Express every line of the material as a Markdown table with two columns, Row and Line, numbering the rows in order and leaving out any blank lines.
===
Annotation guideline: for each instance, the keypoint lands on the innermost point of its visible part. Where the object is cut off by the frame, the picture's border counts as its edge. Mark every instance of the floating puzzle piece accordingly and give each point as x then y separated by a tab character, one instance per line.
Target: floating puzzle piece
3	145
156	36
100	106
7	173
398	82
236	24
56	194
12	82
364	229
===
Answer below:
| Row | Line |
|---|---|
| 1 | Annotation guideline: for each instance, the keypoint lands on the innermost point of its visible part. Where the object is cut off by the frame, the picture's border counts as its edge. Mark every instance of the floating puzzle piece accordingly and give each point as x then y separated by a tab character, one instance per line. |
| 2 | Target: floating puzzle piece |
| 3 | 3	145 |
| 4 | 156	36 |
| 5 | 100	106 |
| 6 | 7	173 |
| 7 | 398	82 |
| 8 | 236	24 |
| 9 | 56	194 |
| 10 | 12	82 |
| 11 | 364	229 |